Situated in the shadow of the majestic “Mariepskop” which forms part of the mighty Drakensberg Mountains, our unique Wildlife Rehabilitation Centre is a home to many of South Africa’s abandoned, injured, and poisoned wildlife. Moholoholo Wildlife Rehabilitation Centre is extremely proud of its efforts in wildlife education in South Africa. At Moholoholo we are often faced with the difficult decision of what to do with an injured or poisoned animal which will not be able to be released back into the wild. As a result, we have several “permanent residents” at the centre and at our own cost we use them as “ambassadors” for their respective species. Members of the public are therefore able to get an up close and personal experience of these incredible creatures and with our hands-on approach we could demonstrate to the public the threats and problems our wildlife is facing today.

→ The data
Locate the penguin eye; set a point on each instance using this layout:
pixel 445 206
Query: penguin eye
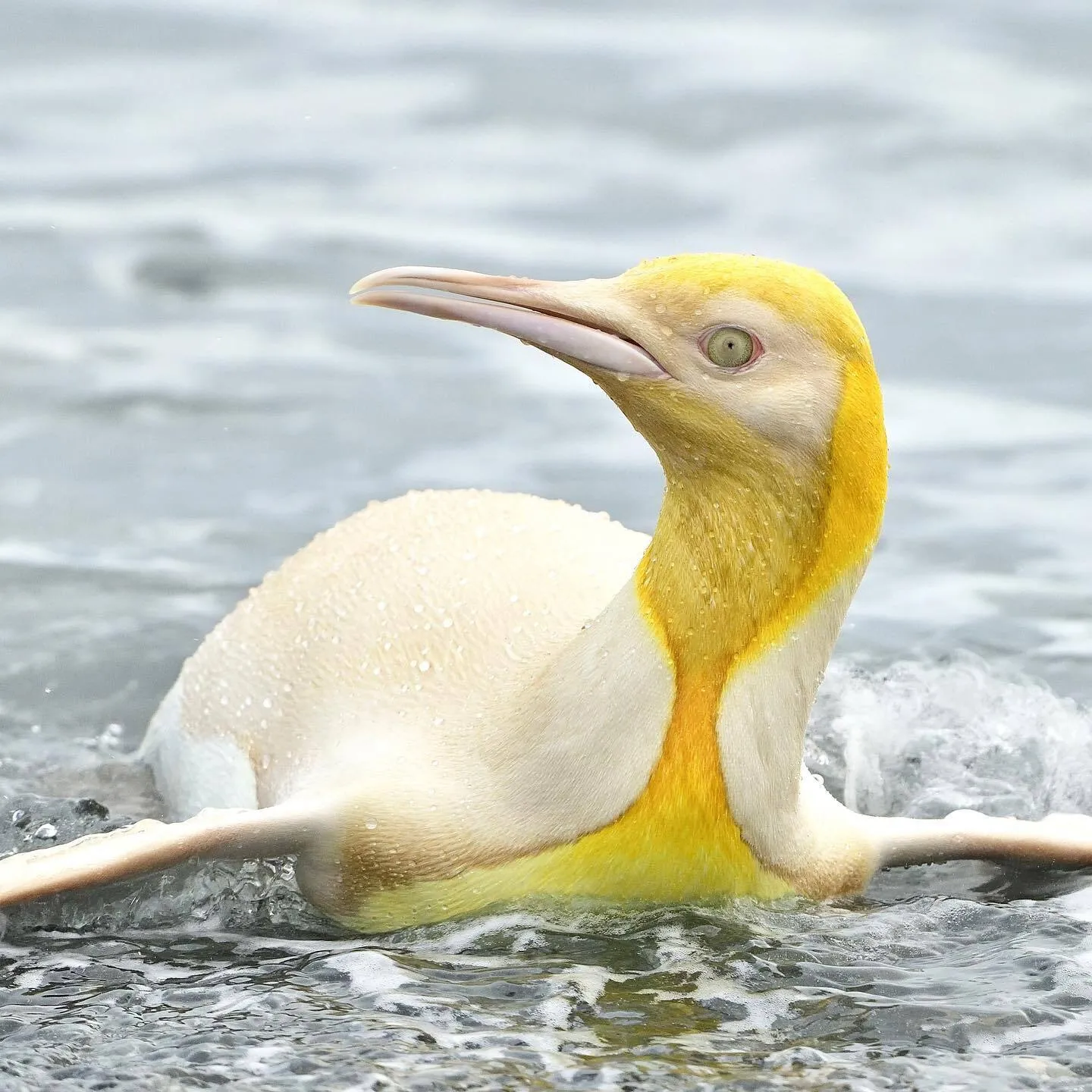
pixel 730 347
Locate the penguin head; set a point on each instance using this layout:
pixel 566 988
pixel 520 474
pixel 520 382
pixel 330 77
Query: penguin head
pixel 727 364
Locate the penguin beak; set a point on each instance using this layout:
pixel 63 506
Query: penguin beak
pixel 545 314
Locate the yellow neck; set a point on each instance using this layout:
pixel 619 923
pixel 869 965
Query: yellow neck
pixel 744 548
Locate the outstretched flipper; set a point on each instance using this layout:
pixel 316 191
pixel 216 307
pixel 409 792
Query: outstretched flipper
pixel 1059 841
pixel 150 846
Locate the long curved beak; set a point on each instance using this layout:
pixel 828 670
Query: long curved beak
pixel 550 315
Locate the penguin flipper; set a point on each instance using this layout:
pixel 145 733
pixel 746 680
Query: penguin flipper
pixel 150 846
pixel 1059 841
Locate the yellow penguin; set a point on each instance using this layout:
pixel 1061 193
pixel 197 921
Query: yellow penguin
pixel 456 699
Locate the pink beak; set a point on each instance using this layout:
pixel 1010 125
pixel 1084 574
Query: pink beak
pixel 545 314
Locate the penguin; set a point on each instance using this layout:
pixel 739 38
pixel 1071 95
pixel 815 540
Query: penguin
pixel 457 699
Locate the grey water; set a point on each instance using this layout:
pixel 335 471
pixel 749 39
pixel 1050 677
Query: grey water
pixel 187 191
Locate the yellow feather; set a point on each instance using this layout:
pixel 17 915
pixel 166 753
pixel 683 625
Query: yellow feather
pixel 746 546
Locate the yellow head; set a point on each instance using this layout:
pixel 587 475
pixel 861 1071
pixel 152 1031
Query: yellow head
pixel 754 382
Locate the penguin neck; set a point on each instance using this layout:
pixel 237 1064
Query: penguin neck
pixel 742 560
pixel 730 553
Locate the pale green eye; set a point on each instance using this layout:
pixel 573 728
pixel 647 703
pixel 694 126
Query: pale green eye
pixel 730 347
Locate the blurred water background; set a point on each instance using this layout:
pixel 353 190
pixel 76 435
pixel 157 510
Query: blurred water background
pixel 187 190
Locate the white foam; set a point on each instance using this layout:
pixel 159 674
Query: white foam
pixel 925 739
pixel 370 971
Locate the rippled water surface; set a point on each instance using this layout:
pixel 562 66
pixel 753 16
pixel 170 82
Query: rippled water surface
pixel 186 193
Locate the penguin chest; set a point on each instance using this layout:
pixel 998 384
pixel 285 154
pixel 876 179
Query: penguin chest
pixel 676 841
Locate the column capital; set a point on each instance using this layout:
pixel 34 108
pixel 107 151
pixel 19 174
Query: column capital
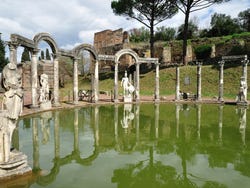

→ Directions
**1)** According to the Moholoholo passage, which mountain range does Mariepskop form part of?
**2)** Return the text of the Moholoholo passage between "Situated in the" and "is facing today.", inclusive.
**3)** Translate this sentence from the Moholoholo passage into Spanish: "Moholoholo Wildlife Rehabilitation Centre is extremely proud of its efforts in wildlife education in South Africa."
The material isn't needed for any of this.

→ Exercise solutions
**1)** The Drakensberg Mountains.

**2)**
Situated in the shadow of the majestic “Mariepskop” which forms part of the mighty Drakensberg Mountains, our unique Wildlife Rehabilitation Centre is a home to many of South Africa’s abandoned, injured, and poisoned wildlife. Moholoholo Wildlife Rehabilitation Centre is extremely proud of its efforts in wildlife education in South Africa. At Moholoholo we are often faced with the difficult decision of what to do with an injured or poisoned animal which will not be able to be released back into the wild. As a result, we have several “permanent residents” at the centre and at our own cost we use them as “ambassadors” for their respective species. Members of the public are therefore able to get an up close and personal experience of these incredible creatures and with our hands-on approach we could demonstrate to the public the threats and problems our wildlife is facing today.

**3)** El Centro de Rehabilitación de Vida Silvestre Moholoholo está sumamente orgulloso de sus esfuerzos en la educación sobre la vida silvestre en Sudáfrica.